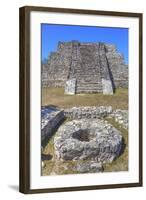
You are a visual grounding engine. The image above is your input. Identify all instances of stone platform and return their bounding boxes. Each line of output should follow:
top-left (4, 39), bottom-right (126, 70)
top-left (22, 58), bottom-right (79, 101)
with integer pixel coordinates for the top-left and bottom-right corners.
top-left (54, 119), bottom-right (122, 163)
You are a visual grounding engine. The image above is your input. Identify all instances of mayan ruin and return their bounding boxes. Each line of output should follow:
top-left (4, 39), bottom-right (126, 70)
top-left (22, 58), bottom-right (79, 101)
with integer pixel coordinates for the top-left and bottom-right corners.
top-left (42, 41), bottom-right (128, 94)
top-left (41, 40), bottom-right (129, 176)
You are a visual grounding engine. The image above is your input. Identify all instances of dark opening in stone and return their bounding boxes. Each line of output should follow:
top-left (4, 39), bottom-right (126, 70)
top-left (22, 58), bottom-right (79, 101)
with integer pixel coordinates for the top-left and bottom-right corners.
top-left (72, 129), bottom-right (90, 142)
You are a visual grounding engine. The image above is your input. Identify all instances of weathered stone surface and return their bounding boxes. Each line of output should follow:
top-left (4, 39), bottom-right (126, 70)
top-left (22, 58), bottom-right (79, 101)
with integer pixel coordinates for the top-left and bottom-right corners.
top-left (64, 106), bottom-right (112, 119)
top-left (102, 78), bottom-right (113, 95)
top-left (42, 41), bottom-right (128, 94)
top-left (65, 78), bottom-right (76, 94)
top-left (74, 161), bottom-right (103, 173)
top-left (41, 106), bottom-right (65, 142)
top-left (109, 109), bottom-right (128, 129)
top-left (54, 119), bottom-right (122, 163)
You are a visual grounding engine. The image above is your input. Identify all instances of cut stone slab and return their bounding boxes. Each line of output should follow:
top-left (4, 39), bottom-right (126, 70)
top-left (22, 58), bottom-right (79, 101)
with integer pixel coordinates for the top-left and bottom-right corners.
top-left (65, 78), bottom-right (76, 95)
top-left (54, 119), bottom-right (122, 163)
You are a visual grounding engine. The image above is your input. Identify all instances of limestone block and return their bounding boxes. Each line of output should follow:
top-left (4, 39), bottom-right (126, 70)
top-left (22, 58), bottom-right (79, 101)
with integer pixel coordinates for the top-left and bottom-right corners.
top-left (65, 78), bottom-right (76, 95)
top-left (54, 119), bottom-right (123, 163)
top-left (102, 79), bottom-right (113, 95)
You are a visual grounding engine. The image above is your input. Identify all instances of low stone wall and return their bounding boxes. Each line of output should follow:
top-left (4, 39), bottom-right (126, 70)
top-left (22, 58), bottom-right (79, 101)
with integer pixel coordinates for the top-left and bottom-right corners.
top-left (109, 109), bottom-right (128, 129)
top-left (64, 106), bottom-right (112, 119)
top-left (41, 108), bottom-right (65, 142)
top-left (64, 106), bottom-right (128, 129)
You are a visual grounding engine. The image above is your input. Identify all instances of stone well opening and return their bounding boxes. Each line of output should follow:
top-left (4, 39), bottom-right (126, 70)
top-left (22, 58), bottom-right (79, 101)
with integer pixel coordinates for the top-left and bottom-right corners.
top-left (72, 129), bottom-right (93, 142)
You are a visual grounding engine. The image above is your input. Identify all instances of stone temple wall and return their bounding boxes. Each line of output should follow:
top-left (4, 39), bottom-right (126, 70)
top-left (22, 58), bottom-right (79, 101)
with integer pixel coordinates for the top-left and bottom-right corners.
top-left (42, 41), bottom-right (128, 94)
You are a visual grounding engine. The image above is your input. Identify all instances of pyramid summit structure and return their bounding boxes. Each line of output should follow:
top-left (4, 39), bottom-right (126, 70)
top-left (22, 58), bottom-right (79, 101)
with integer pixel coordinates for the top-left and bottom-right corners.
top-left (42, 41), bottom-right (128, 94)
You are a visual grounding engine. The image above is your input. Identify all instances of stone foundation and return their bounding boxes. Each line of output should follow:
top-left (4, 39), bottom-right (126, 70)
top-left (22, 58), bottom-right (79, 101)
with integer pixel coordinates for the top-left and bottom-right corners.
top-left (54, 119), bottom-right (122, 163)
top-left (41, 106), bottom-right (65, 143)
top-left (64, 106), bottom-right (112, 119)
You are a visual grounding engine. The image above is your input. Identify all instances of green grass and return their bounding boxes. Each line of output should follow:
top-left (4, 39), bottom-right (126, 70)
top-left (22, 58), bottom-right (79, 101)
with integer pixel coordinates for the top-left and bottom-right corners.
top-left (42, 88), bottom-right (128, 109)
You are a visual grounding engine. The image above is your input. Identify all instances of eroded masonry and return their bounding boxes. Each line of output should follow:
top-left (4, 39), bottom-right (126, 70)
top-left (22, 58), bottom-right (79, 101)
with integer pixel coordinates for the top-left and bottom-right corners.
top-left (42, 41), bottom-right (128, 94)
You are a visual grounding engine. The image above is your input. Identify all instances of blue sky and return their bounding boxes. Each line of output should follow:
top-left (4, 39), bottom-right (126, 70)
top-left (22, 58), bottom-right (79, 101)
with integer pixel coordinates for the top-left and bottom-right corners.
top-left (41, 24), bottom-right (128, 64)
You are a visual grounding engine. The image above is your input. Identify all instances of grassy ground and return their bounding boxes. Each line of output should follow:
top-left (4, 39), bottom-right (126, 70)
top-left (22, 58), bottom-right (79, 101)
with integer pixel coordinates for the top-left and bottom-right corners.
top-left (42, 88), bottom-right (128, 109)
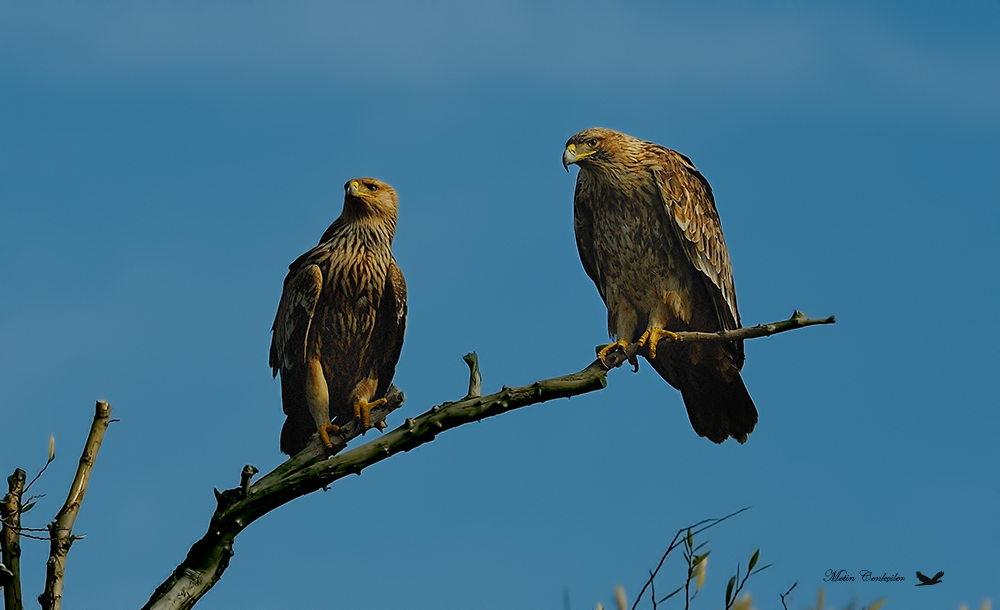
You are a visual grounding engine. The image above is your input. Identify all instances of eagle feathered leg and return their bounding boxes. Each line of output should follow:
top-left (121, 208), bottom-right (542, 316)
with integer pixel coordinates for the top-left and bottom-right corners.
top-left (638, 328), bottom-right (678, 359)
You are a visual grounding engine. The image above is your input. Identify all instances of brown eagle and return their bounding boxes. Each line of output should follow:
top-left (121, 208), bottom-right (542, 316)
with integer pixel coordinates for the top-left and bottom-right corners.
top-left (563, 128), bottom-right (757, 443)
top-left (270, 178), bottom-right (406, 455)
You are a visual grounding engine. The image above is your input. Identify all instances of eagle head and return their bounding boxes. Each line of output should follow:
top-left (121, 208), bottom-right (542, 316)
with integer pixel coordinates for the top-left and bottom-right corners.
top-left (344, 178), bottom-right (398, 221)
top-left (563, 127), bottom-right (629, 171)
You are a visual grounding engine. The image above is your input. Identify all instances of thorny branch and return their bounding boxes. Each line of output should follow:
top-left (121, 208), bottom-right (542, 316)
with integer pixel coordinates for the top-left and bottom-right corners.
top-left (38, 400), bottom-right (111, 610)
top-left (0, 468), bottom-right (27, 610)
top-left (143, 312), bottom-right (834, 610)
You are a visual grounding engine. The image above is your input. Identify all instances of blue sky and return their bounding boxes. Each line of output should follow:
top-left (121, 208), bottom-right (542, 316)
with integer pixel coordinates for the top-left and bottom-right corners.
top-left (0, 0), bottom-right (1000, 610)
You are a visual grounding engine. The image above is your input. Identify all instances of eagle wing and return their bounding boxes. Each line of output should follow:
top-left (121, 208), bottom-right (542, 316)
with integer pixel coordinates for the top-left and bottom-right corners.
top-left (649, 143), bottom-right (740, 329)
top-left (369, 261), bottom-right (406, 398)
top-left (269, 261), bottom-right (323, 384)
top-left (573, 180), bottom-right (608, 305)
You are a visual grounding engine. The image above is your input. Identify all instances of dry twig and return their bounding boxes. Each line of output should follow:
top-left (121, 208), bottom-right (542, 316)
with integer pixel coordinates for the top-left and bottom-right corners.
top-left (0, 468), bottom-right (27, 610)
top-left (143, 312), bottom-right (833, 610)
top-left (38, 400), bottom-right (111, 610)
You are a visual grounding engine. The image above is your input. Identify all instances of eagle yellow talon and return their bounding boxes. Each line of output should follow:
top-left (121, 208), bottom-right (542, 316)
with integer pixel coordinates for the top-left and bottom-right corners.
top-left (597, 339), bottom-right (628, 366)
top-left (638, 328), bottom-right (680, 360)
top-left (354, 398), bottom-right (389, 430)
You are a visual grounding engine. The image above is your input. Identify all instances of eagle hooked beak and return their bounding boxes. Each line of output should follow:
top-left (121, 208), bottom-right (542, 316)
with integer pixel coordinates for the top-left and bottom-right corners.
top-left (563, 144), bottom-right (597, 171)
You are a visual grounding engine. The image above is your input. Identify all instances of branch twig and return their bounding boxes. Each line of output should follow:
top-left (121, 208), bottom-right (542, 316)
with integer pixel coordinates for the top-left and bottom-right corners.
top-left (0, 468), bottom-right (27, 610)
top-left (143, 312), bottom-right (833, 610)
top-left (601, 310), bottom-right (837, 369)
top-left (38, 400), bottom-right (111, 610)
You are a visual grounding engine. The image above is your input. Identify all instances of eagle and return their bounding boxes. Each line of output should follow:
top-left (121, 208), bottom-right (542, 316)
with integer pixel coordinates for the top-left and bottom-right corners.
top-left (270, 178), bottom-right (406, 455)
top-left (563, 128), bottom-right (757, 443)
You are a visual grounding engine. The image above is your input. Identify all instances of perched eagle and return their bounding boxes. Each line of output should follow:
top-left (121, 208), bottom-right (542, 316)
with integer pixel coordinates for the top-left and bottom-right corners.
top-left (563, 128), bottom-right (757, 443)
top-left (270, 178), bottom-right (406, 455)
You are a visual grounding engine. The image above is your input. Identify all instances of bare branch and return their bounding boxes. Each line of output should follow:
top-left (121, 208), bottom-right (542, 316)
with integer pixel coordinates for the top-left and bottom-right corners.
top-left (38, 400), bottom-right (111, 610)
top-left (462, 352), bottom-right (483, 398)
top-left (0, 468), bottom-right (27, 610)
top-left (143, 312), bottom-right (833, 610)
top-left (598, 310), bottom-right (837, 369)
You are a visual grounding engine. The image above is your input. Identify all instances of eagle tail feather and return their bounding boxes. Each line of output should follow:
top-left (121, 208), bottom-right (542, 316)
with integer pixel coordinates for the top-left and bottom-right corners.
top-left (651, 357), bottom-right (757, 444)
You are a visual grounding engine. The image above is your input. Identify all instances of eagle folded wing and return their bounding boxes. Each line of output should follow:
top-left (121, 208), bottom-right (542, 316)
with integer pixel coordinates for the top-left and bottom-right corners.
top-left (270, 264), bottom-right (323, 376)
top-left (651, 157), bottom-right (740, 329)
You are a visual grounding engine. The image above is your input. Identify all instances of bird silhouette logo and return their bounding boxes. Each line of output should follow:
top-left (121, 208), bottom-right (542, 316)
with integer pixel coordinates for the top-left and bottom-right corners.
top-left (917, 570), bottom-right (944, 587)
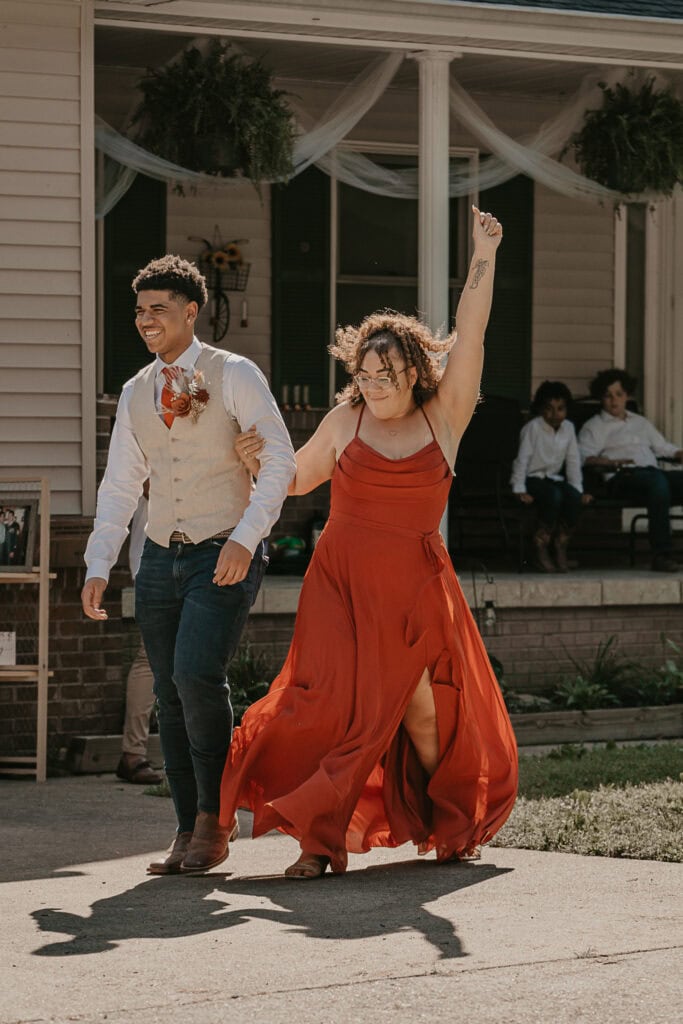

### GIVEN TASK
From the lines above, list only those that contain the word "wall", in their original order.

### OUTPUT
You are a visual grounding engine. The image above is your input. Identify all instances of low stone wall and return their bounding boxes. Each line of output should follow:
You are a visual grounding engine. The image above is your input. Identify all instances of stone temple wall and return their bounding boxes. Each line of output should follow:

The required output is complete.